ASSIGNMENT: Pick up the Black Panthers screening announcement and continue it from its final sentence.

[TEXT SEGMENT Boundary: Start]

The Black Panthers in Their Own Words

Logan Center for the Arts, 915 E. 60th St.
Saturday, July 19, 2013 at 7pm

Presented by South Side Projections and the Logan Center for the Arts

Q&A with Billy Brooks

In conjunction with the “AfriCOBRA in Chicago: Philosophy” exhibit at the Logan Center for the Arts at the University of Chicago, South Side Projections presents Revolution on Film, four free screenings that provide a wider context to the Black Arts Movement of which AfriCOBRA was a part.

Fred Hampton: Black Panthers in Chicago
Videofreex, 1969, 24 min., DVD
The Videofreex conducted this interview with Fred Hampton, the Deputy Chairman of the Illinois chapter of the Black Panther Party, in October 1969, just over a month before he was murdered by the Chicago police. He discusses the Black Panthers’ free health clinics, the Chicago 7 conspiracy trial, the Weathermen, and what the future holds for himself and the Panthers.

[TEXT SEGMENT Boundary: End]
[RECORDS Boundary: Start]

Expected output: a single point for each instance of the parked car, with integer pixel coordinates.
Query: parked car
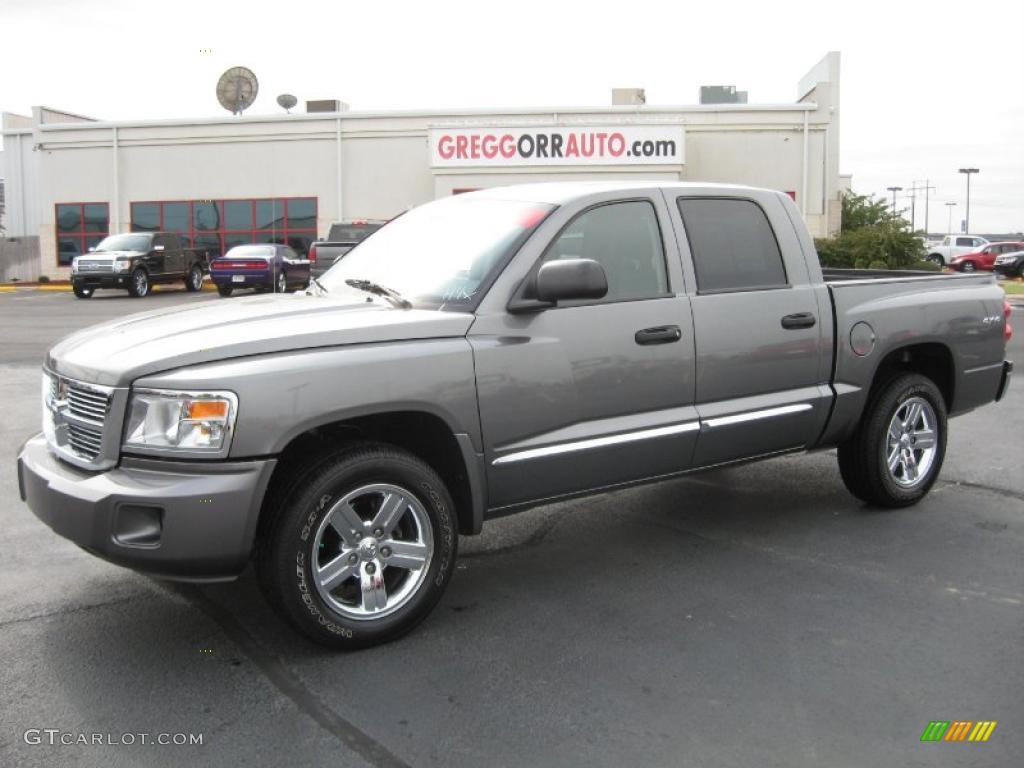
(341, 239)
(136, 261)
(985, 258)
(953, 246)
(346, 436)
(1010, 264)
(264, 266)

[RECORDS Boundary: End]

RESULT OF THIS EXERCISE:
Black Panther
Newsreel, 1969, 14 min., DVD
This is the film the Black Panthers used to promote their cause. Shot in 1969, in Oakland, San Francisco and Sacramento, this exemplar of 1960s activist filmmaking traces the development of the Black Panther organization. In an interview from jail, Minister of Defense Huey P. Newton describes the origins of the Panther Party, Eldridge Cleaver explains the Panthers’ appeal to the Black community, and Chairman Bobby Seale enumerates the Panther 10-Point Program as Panthers march and demonstrate.

Repression
Newsreel, 1970, 15 min., DVD
“In Repression, support for the Black Panther Party and its Los Angeles chapter is specifically translated into the need for a global working-class struggle against capitalism…. Repression could not have been made except by an alliance between white students and members of the Black Panther Party. In the same way, the international dimension of the struggle could not have been fully figured except by means of images from the Vietnamese and African films that the other Newsreels had imported. By incorporating these, Repression positions itself as part of a global revolt. No other Newsreel work is better structured or more compelling, and none better links the local and global struggles.” — David E. James, “An Impossible Cinema: The Proletarian Avant-Garde in Los Angeles,” in Looking for Los Angeles: Architecture, Film, Photography, and the Urban Landscape, edited by Charles G. Salas and Michael S. Roth (Los Angeles: Getty Research Institute, 2001).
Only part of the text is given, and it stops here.